Friday, August 04, 2006

Bus Tour Stories

WakeUpWalmart started a bus tour of the USA last Tuesday. It's purpose is to educate citizens about corporate responsibility, living wages and a fair workplace. Yeah, yeah, I know that Wakeupwalmart is funded by the evil unions and it's not fair for workers to band together to fight multi-billion dollar corporations. Afterall, Wal-Mart has an 'open door policy'. And, that the bus tour is more about politics than people (Wal-Mart talking point). It never ceases to amaze me that Wal-Mart, the largest, richest company on earth, whines about being picked on. But be that as it may, here are a couple of stories concerning the bus tour.

Long, Hot Summer for Wal-Mart by Liza Featherstone (BTW, she points to a link to a story at Fortune Magazine concerning Wal-Mart and goal to clean up its environmental record.

The Bus tour's Baltimore stop.

Wal-Mart's paid PR lackies at Edelman's 'Paidcritics' are very upset about all this political nonsense. Afterall, it's Democrat politicians showing up at the bus tour stops and not Republicans.

Wal-Mart has a lot more money invested in Republican senators and congressmen including our own John Sweeney and John McHugh than they do in Democrat congressmen and women. They depend on Republicans to prevent a minimum wage hike and to promote the abolishment of the Estate Tax.

Percentage of Wal-Mart PAC money to Republicans in 2000 was 85%, 2002 was 78%, 2004 was 78% and thus far in 2006 is 70% (they need to start buying some Democrats now that the winds appear to be shifting).

Thursday, August 03, 2006

walmartdailyshow
The Daily Show's Lewis Black on the Wal-Mart Movie

Wal-Mart, Salmon and Environmental Defense

This post (on The Writing On the Wal blog), concerning Environmental Defense opening an office in Bentonville, AR, immediately caught my attention today.

(SET EXERCISE A):
Reproduce the whole Wal-Mart blog post above word for word.

(DATA SECTION):
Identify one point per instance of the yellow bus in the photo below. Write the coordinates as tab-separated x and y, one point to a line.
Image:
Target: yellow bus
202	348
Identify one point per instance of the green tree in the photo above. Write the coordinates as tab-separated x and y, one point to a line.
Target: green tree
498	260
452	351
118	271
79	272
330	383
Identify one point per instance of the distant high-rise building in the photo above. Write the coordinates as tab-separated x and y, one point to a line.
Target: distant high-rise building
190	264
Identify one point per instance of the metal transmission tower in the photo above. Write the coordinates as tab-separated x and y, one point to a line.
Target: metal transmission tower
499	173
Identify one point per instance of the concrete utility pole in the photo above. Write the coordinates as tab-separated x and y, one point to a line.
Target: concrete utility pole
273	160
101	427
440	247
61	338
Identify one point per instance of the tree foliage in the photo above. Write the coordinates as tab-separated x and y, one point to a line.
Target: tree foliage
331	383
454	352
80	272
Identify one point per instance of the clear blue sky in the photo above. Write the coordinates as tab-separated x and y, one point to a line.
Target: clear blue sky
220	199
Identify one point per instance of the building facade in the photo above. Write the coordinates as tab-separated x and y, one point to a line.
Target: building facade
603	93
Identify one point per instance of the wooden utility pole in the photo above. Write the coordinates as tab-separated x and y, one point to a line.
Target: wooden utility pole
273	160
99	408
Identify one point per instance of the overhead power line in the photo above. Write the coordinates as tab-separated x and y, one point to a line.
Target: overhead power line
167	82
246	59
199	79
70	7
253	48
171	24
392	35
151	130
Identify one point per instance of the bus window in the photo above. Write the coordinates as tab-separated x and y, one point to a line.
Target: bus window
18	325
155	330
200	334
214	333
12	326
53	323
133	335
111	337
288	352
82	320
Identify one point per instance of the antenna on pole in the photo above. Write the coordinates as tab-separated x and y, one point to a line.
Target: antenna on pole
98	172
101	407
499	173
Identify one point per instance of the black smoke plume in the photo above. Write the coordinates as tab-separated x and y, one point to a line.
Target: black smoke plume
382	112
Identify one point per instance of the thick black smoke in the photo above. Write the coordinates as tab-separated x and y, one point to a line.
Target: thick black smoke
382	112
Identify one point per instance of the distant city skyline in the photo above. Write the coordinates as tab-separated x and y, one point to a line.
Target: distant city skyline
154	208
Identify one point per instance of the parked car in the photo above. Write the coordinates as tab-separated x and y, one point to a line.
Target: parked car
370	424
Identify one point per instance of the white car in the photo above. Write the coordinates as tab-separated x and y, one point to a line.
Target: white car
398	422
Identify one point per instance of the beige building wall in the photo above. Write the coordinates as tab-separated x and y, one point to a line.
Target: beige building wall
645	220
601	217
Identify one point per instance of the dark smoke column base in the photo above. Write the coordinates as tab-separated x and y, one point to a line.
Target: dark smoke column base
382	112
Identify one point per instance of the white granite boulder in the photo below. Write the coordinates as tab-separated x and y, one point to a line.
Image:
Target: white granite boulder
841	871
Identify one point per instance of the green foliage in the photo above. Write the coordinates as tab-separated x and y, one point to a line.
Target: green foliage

(SET EXERCISE B):
Identify every line in the rows above that contains the string "column", and copy each of those lines. Matching is case-sensitive.

(FINAL RESULT A):
Friday, August 04, 2006

Bus Tour Stories

WakeUpWalmart started a bus tour of the USA last Tuesday. It's purpose is to educate citizens about corporate responsibility, living wages and a fair workplace. Yeah, yeah, I know that Wakeupwalmart is funded by the evil unions and it's not fair for workers to band together to fight multi-billion dollar corporations. Afterall, Wal-Mart has an 'open door policy'. And, that the bus tour is more about politics than people (Wal-Mart talking point). It never ceases to amaze me that Wal-Mart, the largest, richest company on earth, whines about being picked on. But be that as it may, here are a couple of stories concerning the bus tour.

Long, Hot Summer for Wal-Mart by Liza Featherstone (BTW, she points to a link to a story at Fortune Magazine concerning Wal-Mart and goal to clean up its environmental record.

The Bus tour's Baltimore stop.

Wal-Mart's paid PR lackies at Edelman's 'Paidcritics' are very upset about all this political nonsense. Afterall, it's Democrat politicians showing up at the bus tour stops and not Republicans.

Wal-Mart has a lot more money invested in Republican senators and congressmen including our own John Sweeney and John McHugh than they do in Democrat congressmen and women. They depend on Republicans to prevent a minimum wage hike and to promote the abolishment of the Estate Tax.

Percentage of Wal-Mart PAC money to Republicans in 2000 was 85%, 2002 was 78%, 2004 was 78% and thus far in 2006 is 70% (they need to start buying some Democrats now that the winds appear to be shifting).

Thursday, August 03, 2006

walmartdailyshow
The Daily Show's Lewis Black on the Wal-Mart Movie

Wal-Mart, Salmon and Environmental Defense

This post (on The Writing On the Wal blog), concerning Environmental Defense opening an office in Bentonville, AR, immediately caught my attention today.

(FINAL RESULT B):
Identify one point per instance of the dark smoke column base in the photo above. Write the coordinates as tab-separated x and y, one point to a line.
Target: dark smoke column base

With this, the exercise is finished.